• [TASK PROMPT] Report each line of the data that contains the string "give".

• [THE DATA]
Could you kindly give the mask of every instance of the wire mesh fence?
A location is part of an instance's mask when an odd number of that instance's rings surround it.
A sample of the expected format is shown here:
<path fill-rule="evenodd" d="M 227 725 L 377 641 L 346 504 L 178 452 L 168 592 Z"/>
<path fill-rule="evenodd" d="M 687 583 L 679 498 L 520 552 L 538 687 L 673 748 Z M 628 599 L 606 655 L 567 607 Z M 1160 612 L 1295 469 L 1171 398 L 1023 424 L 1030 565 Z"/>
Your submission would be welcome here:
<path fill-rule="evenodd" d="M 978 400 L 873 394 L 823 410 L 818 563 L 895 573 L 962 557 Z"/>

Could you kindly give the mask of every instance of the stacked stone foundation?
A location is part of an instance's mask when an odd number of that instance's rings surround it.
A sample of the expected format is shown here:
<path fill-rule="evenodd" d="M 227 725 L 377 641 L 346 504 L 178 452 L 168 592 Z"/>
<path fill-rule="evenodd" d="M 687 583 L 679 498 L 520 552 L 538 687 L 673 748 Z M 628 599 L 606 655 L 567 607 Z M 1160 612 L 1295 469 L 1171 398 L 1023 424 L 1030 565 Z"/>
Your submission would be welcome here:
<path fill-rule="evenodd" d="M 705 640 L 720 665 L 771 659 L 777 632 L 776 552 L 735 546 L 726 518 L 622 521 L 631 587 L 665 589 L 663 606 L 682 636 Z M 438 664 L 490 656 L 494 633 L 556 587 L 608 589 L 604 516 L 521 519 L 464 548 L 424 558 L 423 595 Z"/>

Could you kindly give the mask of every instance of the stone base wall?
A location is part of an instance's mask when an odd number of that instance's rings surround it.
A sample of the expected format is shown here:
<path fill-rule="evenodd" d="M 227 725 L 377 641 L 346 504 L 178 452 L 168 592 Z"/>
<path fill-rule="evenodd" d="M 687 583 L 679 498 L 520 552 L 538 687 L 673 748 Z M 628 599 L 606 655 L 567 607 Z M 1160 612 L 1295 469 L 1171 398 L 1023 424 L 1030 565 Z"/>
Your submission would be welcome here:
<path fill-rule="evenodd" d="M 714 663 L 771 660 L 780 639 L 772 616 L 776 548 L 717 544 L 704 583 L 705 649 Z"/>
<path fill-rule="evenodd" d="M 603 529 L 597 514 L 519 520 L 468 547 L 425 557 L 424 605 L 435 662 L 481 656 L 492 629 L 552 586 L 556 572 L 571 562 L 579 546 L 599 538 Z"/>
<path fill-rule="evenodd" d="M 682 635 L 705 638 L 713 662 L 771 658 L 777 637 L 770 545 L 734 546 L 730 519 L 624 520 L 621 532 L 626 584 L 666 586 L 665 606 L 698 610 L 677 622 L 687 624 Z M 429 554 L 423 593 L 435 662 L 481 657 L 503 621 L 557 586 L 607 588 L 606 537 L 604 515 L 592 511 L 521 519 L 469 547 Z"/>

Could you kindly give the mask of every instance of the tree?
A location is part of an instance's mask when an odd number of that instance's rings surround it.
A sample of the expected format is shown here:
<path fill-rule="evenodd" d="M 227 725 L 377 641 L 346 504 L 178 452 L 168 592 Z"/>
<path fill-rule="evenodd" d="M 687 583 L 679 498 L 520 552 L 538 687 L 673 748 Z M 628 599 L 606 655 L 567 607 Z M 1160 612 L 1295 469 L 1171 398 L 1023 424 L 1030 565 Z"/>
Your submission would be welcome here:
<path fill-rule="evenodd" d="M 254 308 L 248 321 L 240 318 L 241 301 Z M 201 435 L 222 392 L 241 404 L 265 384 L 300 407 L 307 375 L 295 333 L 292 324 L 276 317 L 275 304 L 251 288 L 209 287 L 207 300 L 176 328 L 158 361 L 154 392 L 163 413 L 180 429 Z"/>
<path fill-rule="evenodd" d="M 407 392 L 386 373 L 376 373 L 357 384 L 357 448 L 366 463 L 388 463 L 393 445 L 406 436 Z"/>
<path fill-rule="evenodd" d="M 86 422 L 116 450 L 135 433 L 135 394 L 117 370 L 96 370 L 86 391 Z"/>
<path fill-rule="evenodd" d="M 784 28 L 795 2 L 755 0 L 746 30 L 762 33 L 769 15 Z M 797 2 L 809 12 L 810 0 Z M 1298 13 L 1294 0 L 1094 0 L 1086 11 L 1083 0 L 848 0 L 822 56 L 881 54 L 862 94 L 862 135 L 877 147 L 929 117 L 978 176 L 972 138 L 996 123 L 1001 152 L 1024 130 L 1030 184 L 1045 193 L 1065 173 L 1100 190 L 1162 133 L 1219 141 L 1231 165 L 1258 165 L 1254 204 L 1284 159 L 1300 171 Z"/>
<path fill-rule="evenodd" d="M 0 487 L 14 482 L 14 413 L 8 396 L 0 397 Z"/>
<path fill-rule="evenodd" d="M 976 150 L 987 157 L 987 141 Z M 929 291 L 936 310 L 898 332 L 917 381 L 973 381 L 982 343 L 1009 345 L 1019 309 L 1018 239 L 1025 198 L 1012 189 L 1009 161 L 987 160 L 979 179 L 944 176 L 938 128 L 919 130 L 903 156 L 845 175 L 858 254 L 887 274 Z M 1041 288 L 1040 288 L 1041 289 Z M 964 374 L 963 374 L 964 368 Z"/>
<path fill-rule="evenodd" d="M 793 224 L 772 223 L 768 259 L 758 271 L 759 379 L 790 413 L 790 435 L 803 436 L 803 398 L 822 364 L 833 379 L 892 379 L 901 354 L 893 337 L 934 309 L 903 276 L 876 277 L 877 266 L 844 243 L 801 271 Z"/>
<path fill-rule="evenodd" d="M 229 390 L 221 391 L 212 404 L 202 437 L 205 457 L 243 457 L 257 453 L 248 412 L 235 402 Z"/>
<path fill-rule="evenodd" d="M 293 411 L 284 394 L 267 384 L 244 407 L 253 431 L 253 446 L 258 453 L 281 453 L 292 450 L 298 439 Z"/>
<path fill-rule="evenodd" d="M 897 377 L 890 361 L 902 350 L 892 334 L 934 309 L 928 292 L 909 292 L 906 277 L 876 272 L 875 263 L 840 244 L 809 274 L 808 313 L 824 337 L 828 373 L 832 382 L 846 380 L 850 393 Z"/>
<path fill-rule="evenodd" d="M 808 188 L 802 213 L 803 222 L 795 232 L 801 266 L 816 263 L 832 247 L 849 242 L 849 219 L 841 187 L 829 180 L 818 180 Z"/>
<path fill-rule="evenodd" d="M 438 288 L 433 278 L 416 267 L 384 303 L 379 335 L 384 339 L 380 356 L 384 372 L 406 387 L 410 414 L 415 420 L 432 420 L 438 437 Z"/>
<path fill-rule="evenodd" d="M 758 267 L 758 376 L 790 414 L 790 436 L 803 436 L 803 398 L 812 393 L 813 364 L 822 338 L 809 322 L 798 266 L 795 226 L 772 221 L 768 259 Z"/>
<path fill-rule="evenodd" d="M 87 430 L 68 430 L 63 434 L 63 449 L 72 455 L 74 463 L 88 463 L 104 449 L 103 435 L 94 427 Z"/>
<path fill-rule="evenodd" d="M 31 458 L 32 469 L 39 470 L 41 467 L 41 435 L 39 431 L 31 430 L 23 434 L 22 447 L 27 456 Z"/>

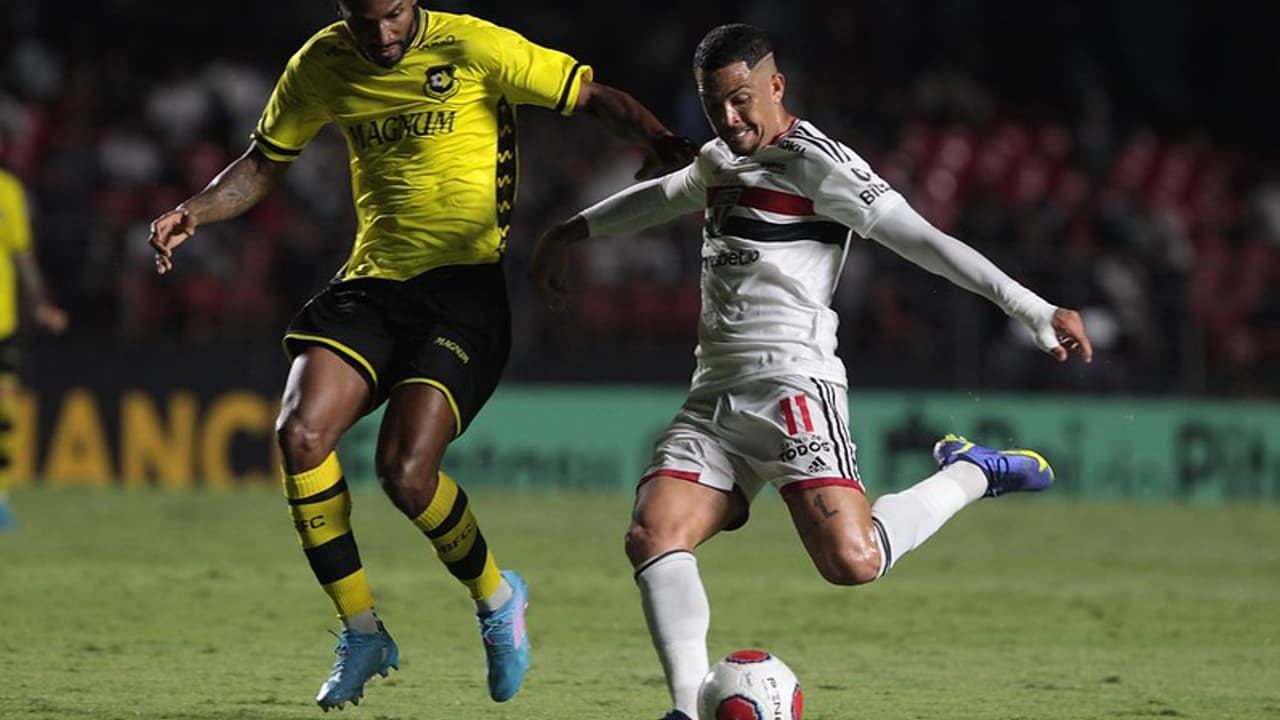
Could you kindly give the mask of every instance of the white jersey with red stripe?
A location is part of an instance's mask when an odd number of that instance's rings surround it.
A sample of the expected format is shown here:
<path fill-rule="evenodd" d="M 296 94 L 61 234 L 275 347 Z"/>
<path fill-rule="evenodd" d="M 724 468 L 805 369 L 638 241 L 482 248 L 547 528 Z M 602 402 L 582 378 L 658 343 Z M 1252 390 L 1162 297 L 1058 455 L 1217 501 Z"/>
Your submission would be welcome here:
<path fill-rule="evenodd" d="M 773 375 L 844 385 L 831 300 L 850 231 L 866 237 L 902 196 L 803 120 L 750 156 L 713 140 L 671 177 L 706 207 L 692 389 Z"/>
<path fill-rule="evenodd" d="M 846 383 L 831 298 L 850 231 L 977 293 L 1058 348 L 1057 309 L 938 230 L 857 153 L 804 121 L 749 156 L 720 140 L 670 175 L 580 213 L 588 237 L 634 232 L 703 210 L 702 318 L 693 387 L 798 375 Z"/>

• [WRITTEN ANSWER]
Could you kindly give the mask of every instance of the wire mesh fence?
Could you kindly give the mask of every instance of the stacked stone foundation?
Could you kindly give the mask of every instance of the stone base wall?
Could you kindly give the mask of every instance of the tree?
Could you kindly give the mask of every instance of the white jersey with red stripe?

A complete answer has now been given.